— SET EXERCISE —
Count the lines in the rows below that contain the string "black", treating uppercase and lowercase as different. Report only the number.

-- BEGIN RECORDS --

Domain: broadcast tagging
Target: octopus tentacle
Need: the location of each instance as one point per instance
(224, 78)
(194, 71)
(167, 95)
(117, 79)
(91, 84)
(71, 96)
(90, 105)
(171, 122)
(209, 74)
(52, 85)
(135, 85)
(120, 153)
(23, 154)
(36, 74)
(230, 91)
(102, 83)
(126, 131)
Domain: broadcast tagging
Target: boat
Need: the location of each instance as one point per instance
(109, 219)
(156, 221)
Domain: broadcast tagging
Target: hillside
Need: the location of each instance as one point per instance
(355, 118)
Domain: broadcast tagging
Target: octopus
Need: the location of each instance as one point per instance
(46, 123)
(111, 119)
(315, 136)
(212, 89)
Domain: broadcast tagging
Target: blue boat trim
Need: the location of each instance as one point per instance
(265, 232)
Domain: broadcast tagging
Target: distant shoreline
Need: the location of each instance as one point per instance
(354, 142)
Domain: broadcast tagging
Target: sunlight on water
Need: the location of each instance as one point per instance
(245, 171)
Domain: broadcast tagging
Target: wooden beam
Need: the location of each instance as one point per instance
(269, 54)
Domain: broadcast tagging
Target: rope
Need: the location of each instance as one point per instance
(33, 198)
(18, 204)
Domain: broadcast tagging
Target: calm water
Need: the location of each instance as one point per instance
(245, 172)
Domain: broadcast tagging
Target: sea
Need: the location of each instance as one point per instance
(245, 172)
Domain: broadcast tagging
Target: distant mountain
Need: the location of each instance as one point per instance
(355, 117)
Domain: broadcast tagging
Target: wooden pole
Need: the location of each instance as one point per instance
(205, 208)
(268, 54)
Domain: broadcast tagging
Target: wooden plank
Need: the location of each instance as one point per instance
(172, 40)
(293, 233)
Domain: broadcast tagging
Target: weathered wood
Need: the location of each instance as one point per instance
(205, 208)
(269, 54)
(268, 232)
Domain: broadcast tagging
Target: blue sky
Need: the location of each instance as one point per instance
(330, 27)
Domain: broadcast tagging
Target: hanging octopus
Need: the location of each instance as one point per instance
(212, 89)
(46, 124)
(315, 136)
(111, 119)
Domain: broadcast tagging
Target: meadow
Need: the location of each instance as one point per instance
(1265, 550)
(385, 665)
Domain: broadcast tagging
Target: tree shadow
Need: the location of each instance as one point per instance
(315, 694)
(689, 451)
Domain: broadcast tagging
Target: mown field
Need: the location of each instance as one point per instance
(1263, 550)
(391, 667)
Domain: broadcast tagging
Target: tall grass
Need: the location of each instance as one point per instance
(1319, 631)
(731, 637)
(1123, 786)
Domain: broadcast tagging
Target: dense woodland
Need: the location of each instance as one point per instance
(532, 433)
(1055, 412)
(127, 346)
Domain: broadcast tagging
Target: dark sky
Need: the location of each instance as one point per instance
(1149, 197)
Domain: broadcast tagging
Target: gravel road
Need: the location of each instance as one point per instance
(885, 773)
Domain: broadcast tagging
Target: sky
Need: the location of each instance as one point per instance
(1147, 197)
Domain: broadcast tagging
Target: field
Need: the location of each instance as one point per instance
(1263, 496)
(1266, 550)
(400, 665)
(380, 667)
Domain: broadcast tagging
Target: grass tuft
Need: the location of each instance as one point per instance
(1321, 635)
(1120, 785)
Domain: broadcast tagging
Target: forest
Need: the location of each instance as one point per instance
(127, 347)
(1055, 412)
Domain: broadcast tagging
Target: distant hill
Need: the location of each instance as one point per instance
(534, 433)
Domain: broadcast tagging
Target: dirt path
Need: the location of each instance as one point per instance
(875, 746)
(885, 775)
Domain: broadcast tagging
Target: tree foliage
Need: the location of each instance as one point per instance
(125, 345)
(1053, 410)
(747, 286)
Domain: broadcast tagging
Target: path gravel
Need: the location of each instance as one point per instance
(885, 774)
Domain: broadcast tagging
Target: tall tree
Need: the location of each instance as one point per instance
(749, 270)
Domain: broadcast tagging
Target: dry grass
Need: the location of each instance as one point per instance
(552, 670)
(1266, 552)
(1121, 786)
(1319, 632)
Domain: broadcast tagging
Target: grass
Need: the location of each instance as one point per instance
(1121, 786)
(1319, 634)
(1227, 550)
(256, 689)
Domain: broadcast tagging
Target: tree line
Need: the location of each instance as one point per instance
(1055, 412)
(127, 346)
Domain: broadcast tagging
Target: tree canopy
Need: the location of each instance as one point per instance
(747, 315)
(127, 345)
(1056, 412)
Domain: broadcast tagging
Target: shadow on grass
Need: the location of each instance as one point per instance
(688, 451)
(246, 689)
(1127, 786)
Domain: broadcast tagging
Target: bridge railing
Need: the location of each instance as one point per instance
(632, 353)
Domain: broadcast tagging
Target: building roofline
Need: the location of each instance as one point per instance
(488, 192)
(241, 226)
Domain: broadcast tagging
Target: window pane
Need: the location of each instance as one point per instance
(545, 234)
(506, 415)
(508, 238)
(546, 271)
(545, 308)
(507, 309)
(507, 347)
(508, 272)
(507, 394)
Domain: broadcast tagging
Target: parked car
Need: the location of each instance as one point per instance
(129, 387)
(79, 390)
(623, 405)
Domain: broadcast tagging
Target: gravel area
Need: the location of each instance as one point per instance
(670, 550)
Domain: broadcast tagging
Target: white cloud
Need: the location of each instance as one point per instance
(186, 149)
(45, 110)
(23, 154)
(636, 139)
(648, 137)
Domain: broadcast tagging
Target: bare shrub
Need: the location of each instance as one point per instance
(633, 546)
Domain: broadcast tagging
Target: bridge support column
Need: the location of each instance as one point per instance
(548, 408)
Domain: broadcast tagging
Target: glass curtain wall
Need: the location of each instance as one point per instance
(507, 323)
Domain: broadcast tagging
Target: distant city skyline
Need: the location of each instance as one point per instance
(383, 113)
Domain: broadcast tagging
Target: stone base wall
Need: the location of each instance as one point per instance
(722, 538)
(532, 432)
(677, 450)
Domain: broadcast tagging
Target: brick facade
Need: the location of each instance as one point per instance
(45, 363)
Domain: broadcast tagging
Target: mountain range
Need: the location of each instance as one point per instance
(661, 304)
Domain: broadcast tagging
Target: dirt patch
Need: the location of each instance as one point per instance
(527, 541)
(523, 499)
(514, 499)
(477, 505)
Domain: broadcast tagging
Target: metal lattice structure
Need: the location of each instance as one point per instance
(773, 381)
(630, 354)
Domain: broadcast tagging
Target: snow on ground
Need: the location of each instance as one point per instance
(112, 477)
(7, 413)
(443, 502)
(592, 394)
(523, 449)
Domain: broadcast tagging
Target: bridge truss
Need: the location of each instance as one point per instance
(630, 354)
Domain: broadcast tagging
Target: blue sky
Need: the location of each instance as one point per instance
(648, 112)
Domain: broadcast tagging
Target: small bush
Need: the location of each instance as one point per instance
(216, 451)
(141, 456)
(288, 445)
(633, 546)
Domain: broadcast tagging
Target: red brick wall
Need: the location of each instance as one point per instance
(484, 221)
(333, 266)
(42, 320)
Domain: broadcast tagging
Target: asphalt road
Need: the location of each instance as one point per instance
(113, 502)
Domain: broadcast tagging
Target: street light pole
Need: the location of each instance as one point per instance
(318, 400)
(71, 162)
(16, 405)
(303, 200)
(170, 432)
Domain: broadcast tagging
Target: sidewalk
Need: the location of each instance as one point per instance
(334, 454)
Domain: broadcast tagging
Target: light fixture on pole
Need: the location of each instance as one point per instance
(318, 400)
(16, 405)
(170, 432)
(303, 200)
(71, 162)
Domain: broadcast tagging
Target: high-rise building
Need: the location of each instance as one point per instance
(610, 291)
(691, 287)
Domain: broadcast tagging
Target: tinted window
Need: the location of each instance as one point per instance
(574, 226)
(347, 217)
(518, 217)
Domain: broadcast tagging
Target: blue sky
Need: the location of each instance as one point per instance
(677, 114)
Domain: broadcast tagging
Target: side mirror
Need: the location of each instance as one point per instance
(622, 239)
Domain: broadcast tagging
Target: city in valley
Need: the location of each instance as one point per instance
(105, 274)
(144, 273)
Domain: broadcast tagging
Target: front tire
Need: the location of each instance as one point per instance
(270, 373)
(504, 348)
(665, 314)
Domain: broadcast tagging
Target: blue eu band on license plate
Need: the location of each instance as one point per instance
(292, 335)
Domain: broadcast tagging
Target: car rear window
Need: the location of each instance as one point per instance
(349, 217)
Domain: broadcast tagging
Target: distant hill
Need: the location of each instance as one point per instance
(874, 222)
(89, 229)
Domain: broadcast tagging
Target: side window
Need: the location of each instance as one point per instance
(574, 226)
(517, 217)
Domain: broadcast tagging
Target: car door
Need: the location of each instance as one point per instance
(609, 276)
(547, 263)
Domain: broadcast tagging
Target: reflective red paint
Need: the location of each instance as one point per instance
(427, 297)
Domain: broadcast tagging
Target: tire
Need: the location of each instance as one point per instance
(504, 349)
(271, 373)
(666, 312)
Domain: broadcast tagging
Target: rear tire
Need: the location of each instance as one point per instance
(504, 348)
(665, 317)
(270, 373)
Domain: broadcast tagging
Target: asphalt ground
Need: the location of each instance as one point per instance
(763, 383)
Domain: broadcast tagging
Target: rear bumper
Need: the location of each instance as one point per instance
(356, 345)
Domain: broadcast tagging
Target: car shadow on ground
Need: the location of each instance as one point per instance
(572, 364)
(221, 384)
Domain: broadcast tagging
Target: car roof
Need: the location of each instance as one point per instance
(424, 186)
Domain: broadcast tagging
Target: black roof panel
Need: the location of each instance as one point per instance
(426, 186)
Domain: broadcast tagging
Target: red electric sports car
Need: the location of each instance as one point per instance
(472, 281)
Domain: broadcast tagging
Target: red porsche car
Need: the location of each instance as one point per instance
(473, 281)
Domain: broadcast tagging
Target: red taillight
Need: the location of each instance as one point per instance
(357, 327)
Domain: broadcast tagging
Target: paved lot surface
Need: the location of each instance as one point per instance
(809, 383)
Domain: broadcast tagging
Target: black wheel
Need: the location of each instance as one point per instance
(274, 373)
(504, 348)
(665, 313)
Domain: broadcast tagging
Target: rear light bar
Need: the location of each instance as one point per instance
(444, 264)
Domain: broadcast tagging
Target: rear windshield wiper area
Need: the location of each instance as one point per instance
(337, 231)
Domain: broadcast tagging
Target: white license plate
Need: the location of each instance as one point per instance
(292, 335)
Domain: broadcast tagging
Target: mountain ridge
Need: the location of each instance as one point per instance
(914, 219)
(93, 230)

-- END RECORDS --

— COMPLETE OUTPUT —
2